* Exercise prompt
Pick out each line in the records below that contains the word "green" and copy those lines.

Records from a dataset
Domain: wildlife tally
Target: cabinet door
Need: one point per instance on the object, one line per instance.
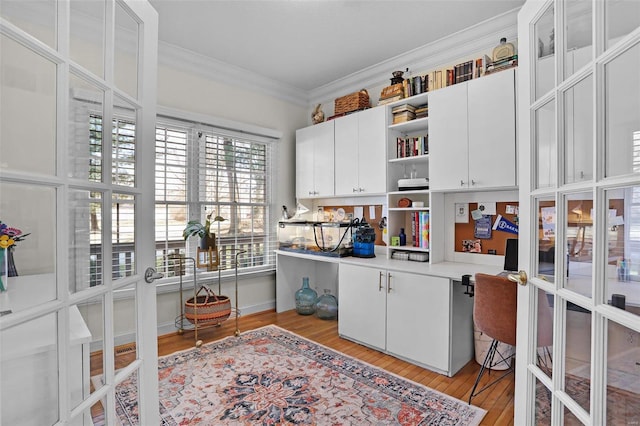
(371, 152)
(492, 131)
(346, 154)
(362, 296)
(418, 312)
(323, 158)
(304, 162)
(448, 149)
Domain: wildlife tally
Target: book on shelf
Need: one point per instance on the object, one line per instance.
(415, 225)
(412, 146)
(402, 108)
(423, 238)
(420, 229)
(422, 111)
(431, 81)
(480, 66)
(502, 66)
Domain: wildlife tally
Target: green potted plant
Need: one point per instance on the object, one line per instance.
(207, 238)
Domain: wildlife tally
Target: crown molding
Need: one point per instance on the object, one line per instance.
(189, 61)
(465, 43)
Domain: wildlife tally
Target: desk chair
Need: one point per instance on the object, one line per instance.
(494, 313)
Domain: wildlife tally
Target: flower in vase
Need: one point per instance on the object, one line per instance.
(10, 236)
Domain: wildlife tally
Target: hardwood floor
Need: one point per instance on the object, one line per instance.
(497, 400)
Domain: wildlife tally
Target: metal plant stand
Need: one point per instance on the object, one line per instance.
(179, 322)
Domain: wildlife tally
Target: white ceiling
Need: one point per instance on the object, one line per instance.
(307, 44)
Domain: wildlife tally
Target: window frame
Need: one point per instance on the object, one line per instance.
(194, 123)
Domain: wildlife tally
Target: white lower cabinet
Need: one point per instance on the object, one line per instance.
(363, 304)
(422, 319)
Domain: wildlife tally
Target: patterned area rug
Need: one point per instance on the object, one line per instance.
(272, 376)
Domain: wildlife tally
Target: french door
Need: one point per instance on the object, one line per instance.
(77, 113)
(578, 335)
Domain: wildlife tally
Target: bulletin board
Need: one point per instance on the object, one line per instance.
(466, 232)
(367, 215)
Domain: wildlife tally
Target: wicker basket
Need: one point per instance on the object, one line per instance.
(352, 102)
(207, 308)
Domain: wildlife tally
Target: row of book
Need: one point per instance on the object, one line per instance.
(412, 146)
(408, 112)
(438, 79)
(420, 229)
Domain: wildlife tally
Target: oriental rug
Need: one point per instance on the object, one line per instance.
(272, 376)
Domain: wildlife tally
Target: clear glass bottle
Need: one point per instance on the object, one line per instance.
(306, 298)
(327, 306)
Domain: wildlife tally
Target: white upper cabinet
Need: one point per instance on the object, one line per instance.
(448, 138)
(472, 134)
(360, 158)
(314, 161)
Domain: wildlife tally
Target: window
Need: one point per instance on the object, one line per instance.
(202, 170)
(198, 170)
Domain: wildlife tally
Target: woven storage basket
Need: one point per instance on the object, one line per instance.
(207, 308)
(352, 102)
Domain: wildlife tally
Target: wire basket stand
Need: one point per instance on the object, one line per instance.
(180, 320)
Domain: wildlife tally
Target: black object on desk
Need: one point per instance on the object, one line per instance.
(618, 300)
(466, 281)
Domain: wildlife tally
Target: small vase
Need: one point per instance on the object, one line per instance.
(11, 266)
(208, 241)
(327, 306)
(306, 298)
(3, 269)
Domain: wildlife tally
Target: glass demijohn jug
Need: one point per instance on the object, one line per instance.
(306, 298)
(327, 306)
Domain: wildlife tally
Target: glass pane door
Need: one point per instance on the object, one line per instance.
(76, 181)
(578, 115)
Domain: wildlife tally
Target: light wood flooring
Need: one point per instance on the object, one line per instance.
(497, 400)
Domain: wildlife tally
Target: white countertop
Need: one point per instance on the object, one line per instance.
(451, 270)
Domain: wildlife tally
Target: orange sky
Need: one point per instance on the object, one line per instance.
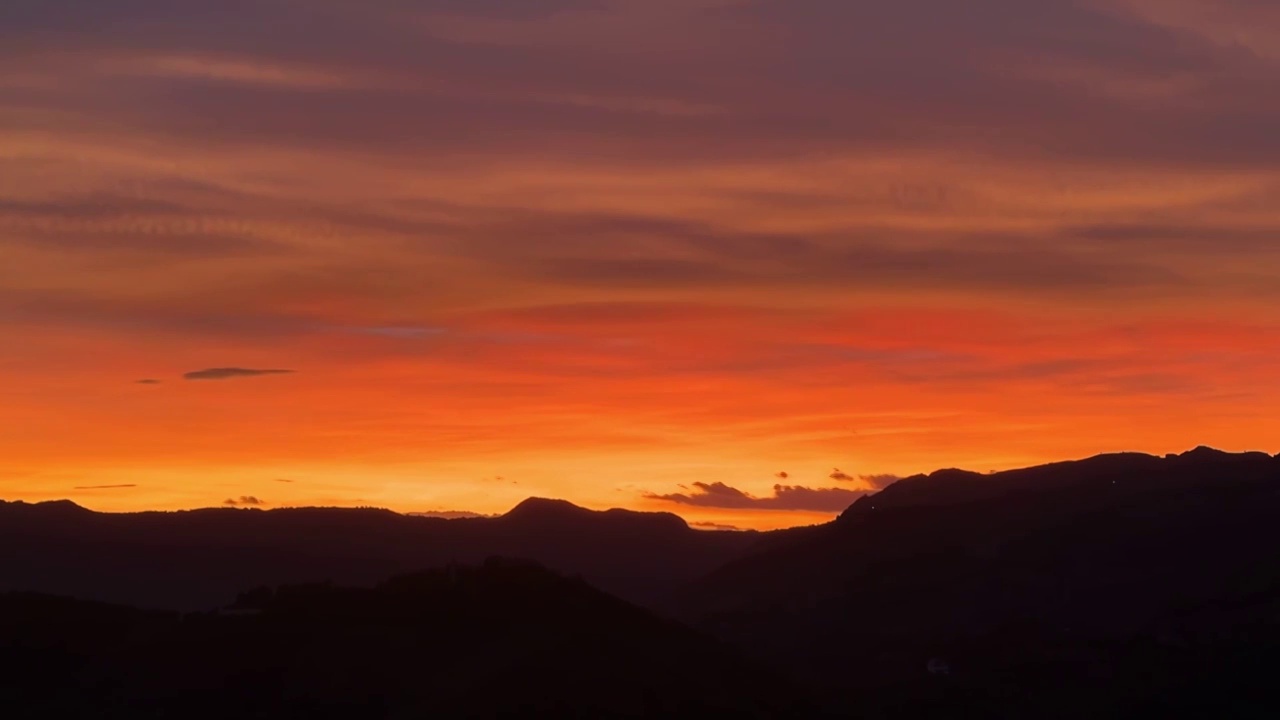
(630, 253)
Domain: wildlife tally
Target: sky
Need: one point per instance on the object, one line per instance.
(744, 260)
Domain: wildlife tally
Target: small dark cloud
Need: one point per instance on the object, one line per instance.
(708, 525)
(880, 482)
(231, 373)
(785, 497)
(246, 500)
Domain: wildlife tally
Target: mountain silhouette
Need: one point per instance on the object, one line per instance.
(1121, 586)
(502, 639)
(199, 560)
(1115, 586)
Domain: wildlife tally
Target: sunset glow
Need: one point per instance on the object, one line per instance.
(620, 251)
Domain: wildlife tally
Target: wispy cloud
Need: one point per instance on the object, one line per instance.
(785, 497)
(245, 500)
(231, 373)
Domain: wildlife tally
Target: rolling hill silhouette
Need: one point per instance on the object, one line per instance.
(1056, 591)
(502, 639)
(199, 560)
(1120, 586)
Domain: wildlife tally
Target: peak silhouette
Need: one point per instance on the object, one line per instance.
(196, 560)
(1118, 586)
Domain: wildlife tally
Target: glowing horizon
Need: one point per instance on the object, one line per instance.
(606, 250)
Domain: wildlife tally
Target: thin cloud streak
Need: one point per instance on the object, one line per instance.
(231, 373)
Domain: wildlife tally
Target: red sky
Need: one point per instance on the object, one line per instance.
(630, 253)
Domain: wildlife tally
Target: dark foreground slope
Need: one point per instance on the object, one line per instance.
(1121, 586)
(199, 560)
(504, 639)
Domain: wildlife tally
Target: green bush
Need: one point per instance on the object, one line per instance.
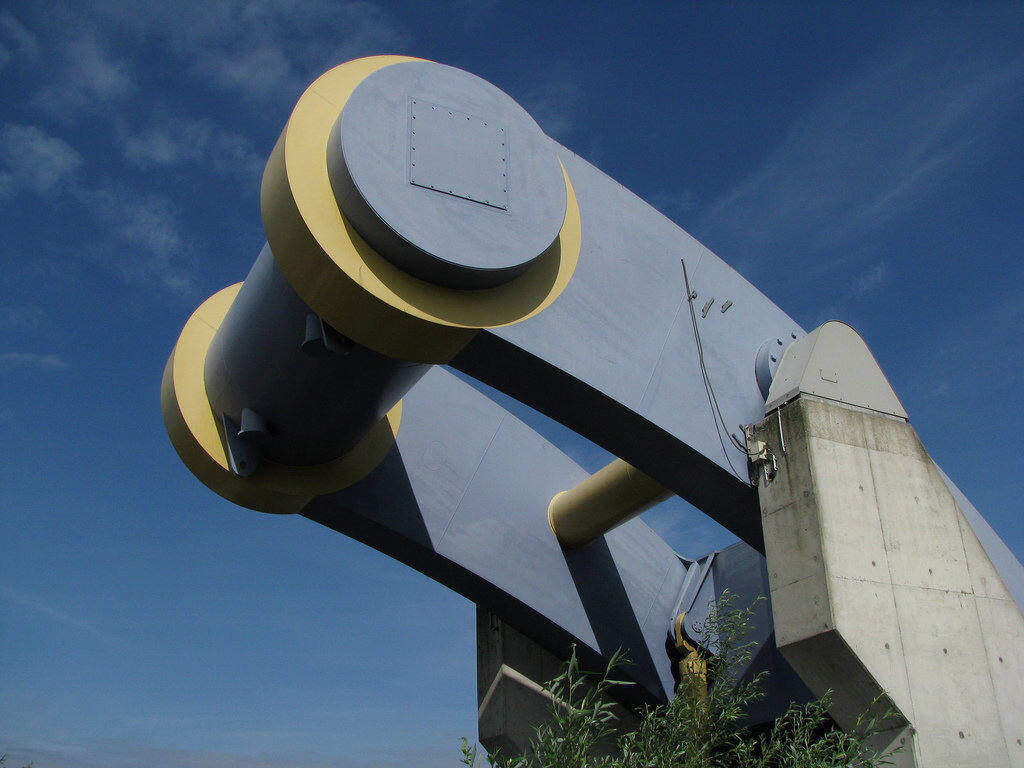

* Complete response
Target: green potted plant
Target: green bush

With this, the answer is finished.